> [Ausgewählter Auszug]:
________________
Interview mit BTU Alumnus Sascha Lademann (Betriebswirtschaftslehre)
Sascha Lademann hat den Bachelor und Master in BWL an der BTU absolviert und arbeitete danach in der Forschungs- und Innovationsförderung, als wissenschaftlicher Mitarbeiter an der Professur für Finanzwissenschaft der TU Dresden und Referent beim Lausitzbeauftragten in der Staatskanzlei Brandenburg. Inzwischen leitet er das spannende Projekt Startup Labor Schwedt. Wir reden im Interview mit ihm über Herausforderungen und interessante Projekte.
Hallo Herr Lademann, wie kam es, dass Sie Betriebswirtschaftslehre an der BTU studierten und wie waren Ihre Erfahrungen hier?
Ich hatte mich zunächst für ein heimatnahes Studium im Bereich „Finanzmanagement“ an der damaligen FH Eberswalde entschieden. Bereits im zweiten Semester hatte ich da allerdings bemerkt, dass der Praxisbezug eines Studiums für mich weniger entscheidend ist, als eine vertiefende Auseinandersetzung mit Theorie und Forschungsmethoden. Also habe ich mir verschiedene Unis angeschaut und letztlich auf das damals noch sehr junge BWL-Programm der BTU gesetzt, da ich so auch meine politische Aktivität und meinen gerade begonnen Nebenjob am besten fortführen konnte. In den ersten Semestern in Cottbus war dann alles super und man merkte, dass die Studiengangsleitung kontinuierlich an der Weiterentwicklung des Studiengangs arbeitete und sogar das Kursangebot wuchs. Und dann ging es leider durch den Fusionsprozess in die andere Richtung und Studieren wurde etwas unplanbarer, da Forschende und Lehrende kamen und gingen. Das war aber irgendwie auch ganz aufregend. Letztendlich war ich aber sehr zufrieden und durch die Größe der Uni war der Kontakt zu den Forschenden immer sehr gut. Das war letztlich auch der Schlüssel dazu, dass ich mit meinem damaligen Master-Thesis-Betreuer Gunther Markwardt nicht nur über die Arbeit gesprochen habe, sondern ihm auch vorgeschlagen habe, mit meinem Thema der Masterarbeit auch an einer Förderbekanntmachung vom Bundesforschungsministerium teilzunehmen und zum Glück ausgewählt wurde. Durch abermalige Umstrukturierungen an der BTU bin ich mit dem Projekt dann aber an der TU Dresden gelandet, was natürlich in Wirklichkeit total cool war.
________________
> [Aufgabenstellung]:
Beantworten Sie anhand des Interviews mit Sascha Lademann diese Fragen:
(a) Welchen Studiengang hatte er zunächst gewählt, und an welcher Hochschule?
(b) Welches Projekt leitet er inzwischen?
(c) Wie heißt sein damaliger Master-Thesis-Betreuer?
Die Auflistung steht in keinem Zusammenhang mit dem Interview.
________________
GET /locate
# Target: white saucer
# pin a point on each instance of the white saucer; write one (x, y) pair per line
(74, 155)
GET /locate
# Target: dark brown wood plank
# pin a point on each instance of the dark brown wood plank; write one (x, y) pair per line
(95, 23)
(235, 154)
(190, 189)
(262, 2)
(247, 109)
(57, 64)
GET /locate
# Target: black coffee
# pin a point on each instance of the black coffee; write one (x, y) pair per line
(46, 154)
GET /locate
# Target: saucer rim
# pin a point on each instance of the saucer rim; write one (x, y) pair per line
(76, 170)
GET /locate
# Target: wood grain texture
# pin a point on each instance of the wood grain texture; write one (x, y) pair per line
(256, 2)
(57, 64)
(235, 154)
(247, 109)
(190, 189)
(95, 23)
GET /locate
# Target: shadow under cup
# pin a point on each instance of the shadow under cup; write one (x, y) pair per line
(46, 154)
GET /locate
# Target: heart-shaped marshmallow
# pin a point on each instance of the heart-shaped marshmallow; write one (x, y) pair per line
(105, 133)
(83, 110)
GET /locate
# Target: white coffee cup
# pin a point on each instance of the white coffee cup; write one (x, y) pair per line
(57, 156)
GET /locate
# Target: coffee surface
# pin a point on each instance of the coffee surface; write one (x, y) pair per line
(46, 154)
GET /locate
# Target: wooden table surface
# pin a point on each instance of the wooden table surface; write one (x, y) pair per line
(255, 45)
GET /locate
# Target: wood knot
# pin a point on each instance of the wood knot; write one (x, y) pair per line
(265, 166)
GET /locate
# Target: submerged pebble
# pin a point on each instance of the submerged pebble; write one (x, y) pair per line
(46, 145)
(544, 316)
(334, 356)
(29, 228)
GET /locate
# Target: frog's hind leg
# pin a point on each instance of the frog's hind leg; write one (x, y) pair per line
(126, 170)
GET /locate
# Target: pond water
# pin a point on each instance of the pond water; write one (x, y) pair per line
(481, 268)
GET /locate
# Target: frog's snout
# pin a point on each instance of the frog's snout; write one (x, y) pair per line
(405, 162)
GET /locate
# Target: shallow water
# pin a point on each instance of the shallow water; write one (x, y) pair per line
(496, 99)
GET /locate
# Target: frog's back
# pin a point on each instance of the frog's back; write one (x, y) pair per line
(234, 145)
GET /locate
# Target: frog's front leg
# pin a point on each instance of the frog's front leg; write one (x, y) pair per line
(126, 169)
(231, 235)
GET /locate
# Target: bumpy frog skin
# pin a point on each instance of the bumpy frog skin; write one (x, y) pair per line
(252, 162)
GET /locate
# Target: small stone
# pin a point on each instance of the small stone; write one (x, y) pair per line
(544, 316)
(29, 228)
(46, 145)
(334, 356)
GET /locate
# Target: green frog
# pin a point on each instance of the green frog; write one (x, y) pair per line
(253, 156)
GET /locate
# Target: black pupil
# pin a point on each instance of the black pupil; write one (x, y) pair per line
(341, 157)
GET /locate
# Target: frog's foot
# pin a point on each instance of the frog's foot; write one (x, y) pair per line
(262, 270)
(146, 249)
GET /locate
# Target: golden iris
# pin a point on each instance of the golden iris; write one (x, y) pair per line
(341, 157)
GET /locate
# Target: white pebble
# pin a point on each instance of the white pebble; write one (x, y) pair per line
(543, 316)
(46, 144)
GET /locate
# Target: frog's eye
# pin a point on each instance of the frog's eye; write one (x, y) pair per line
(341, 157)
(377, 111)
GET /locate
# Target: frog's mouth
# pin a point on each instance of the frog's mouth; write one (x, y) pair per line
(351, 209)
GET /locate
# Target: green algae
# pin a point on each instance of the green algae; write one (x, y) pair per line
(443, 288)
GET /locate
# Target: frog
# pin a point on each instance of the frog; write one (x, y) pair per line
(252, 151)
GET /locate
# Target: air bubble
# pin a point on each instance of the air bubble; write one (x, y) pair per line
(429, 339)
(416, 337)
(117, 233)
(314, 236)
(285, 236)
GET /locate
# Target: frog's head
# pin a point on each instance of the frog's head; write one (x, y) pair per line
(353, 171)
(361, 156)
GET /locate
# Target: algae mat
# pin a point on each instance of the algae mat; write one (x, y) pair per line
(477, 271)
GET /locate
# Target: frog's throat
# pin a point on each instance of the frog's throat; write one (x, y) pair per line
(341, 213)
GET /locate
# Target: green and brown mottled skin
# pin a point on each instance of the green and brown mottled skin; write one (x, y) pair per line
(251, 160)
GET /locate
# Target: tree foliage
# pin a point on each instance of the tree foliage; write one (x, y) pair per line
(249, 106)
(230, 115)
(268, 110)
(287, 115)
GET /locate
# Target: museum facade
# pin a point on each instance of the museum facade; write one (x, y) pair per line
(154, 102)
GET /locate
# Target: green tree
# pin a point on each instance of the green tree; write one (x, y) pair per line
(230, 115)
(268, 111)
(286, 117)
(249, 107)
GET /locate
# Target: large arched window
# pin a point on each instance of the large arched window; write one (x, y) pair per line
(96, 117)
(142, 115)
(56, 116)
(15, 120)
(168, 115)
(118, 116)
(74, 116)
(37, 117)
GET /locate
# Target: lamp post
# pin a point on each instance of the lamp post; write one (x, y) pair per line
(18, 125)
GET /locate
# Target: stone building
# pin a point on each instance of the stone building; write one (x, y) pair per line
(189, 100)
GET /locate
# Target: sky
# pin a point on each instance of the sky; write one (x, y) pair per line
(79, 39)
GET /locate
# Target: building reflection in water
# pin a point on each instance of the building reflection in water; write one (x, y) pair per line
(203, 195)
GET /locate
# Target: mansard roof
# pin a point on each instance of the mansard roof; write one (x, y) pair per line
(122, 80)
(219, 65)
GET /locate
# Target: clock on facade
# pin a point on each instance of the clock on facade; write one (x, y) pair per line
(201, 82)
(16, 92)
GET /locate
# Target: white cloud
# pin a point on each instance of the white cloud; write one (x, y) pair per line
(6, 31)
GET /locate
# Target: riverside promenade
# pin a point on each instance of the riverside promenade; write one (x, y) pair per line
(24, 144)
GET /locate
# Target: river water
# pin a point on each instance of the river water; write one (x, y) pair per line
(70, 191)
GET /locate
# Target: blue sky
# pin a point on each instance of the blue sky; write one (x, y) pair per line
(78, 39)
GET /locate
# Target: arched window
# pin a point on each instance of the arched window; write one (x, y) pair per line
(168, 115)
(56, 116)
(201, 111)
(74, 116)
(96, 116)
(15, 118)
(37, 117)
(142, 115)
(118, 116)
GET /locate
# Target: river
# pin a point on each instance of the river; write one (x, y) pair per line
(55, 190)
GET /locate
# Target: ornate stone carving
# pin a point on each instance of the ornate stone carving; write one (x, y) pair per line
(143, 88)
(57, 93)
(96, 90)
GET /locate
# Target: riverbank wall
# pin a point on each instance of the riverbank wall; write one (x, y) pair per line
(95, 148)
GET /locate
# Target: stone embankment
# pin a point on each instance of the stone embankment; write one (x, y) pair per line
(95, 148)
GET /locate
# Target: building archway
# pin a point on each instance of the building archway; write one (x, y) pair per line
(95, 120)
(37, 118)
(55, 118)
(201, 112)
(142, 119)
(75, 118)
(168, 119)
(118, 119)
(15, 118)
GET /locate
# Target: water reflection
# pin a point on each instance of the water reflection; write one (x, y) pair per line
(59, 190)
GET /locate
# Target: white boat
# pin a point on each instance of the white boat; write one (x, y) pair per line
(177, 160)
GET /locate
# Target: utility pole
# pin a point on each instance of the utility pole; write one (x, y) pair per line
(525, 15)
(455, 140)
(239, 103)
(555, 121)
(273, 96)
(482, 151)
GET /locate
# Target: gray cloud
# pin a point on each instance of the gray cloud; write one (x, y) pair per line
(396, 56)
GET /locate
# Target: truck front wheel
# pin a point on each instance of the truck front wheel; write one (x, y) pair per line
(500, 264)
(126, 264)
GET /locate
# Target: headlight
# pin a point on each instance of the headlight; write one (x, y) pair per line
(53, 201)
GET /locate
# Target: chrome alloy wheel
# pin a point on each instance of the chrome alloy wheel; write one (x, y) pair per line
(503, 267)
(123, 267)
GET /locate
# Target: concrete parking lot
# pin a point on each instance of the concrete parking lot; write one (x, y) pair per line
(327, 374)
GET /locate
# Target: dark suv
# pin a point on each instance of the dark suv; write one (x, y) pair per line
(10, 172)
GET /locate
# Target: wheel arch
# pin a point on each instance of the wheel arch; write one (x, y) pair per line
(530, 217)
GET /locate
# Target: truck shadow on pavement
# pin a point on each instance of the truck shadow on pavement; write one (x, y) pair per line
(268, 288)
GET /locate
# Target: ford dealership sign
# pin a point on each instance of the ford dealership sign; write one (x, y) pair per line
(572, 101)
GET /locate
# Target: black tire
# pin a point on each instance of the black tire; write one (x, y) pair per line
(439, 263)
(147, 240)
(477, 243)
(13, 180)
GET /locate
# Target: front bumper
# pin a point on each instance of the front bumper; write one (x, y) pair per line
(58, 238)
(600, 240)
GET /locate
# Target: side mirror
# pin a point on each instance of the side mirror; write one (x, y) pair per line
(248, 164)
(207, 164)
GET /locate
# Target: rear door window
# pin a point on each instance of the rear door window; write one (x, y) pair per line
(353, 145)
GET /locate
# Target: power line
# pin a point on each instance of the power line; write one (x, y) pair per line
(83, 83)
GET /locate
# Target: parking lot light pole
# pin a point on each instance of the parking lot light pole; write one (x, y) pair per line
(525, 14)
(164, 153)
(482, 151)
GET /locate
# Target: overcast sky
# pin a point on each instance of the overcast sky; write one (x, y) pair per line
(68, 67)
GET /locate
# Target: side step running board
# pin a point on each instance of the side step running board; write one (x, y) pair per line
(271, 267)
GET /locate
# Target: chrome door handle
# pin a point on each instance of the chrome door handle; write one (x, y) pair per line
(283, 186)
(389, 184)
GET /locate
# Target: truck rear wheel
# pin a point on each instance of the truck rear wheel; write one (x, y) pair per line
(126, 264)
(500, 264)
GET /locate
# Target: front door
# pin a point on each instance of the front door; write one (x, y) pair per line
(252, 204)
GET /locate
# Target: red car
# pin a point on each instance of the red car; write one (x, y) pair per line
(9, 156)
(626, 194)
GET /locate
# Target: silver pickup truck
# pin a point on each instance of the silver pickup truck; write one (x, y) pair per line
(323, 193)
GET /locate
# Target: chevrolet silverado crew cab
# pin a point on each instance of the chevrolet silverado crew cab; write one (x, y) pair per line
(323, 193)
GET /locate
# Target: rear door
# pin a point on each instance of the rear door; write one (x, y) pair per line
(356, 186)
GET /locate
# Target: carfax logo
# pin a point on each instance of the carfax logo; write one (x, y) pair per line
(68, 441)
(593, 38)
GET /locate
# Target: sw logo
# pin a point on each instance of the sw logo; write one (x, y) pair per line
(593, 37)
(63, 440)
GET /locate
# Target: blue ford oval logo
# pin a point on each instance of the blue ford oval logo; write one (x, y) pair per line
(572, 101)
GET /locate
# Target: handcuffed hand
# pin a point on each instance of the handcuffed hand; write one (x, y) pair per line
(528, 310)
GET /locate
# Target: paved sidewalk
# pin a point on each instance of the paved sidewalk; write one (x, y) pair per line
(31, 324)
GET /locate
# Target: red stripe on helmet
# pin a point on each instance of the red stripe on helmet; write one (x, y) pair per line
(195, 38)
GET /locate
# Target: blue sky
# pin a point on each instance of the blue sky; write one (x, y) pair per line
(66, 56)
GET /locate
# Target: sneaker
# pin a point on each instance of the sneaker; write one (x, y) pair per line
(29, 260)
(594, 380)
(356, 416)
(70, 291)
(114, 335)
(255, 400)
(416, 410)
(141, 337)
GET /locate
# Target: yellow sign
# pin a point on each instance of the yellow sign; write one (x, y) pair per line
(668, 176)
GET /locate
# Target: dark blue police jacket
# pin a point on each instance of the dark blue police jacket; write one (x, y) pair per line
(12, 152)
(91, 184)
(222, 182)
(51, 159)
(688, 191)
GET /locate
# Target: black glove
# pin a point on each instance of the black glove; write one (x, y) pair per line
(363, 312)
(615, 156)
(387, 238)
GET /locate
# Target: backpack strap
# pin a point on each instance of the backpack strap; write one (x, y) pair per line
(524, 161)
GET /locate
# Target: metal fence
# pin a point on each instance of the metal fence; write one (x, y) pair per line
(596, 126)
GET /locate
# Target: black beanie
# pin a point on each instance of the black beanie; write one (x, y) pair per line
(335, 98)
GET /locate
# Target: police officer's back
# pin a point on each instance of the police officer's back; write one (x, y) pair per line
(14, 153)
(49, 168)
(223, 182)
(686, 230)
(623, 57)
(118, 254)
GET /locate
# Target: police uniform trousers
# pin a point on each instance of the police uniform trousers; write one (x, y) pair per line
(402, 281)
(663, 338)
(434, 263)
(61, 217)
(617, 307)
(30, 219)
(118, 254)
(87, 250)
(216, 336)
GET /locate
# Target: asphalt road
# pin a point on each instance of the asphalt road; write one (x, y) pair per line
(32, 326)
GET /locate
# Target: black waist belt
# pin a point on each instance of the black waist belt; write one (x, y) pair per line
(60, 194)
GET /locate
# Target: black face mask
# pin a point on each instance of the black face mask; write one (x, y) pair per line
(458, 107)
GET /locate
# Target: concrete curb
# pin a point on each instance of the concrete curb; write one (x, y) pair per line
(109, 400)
________________
> [Schriftliche Antwort]:
(a) „Finanzmanagement“ an der damaligen FH Eberswalde
(b) Das Projekt Startup Labor Schwedt
(c) Gunther Markwardt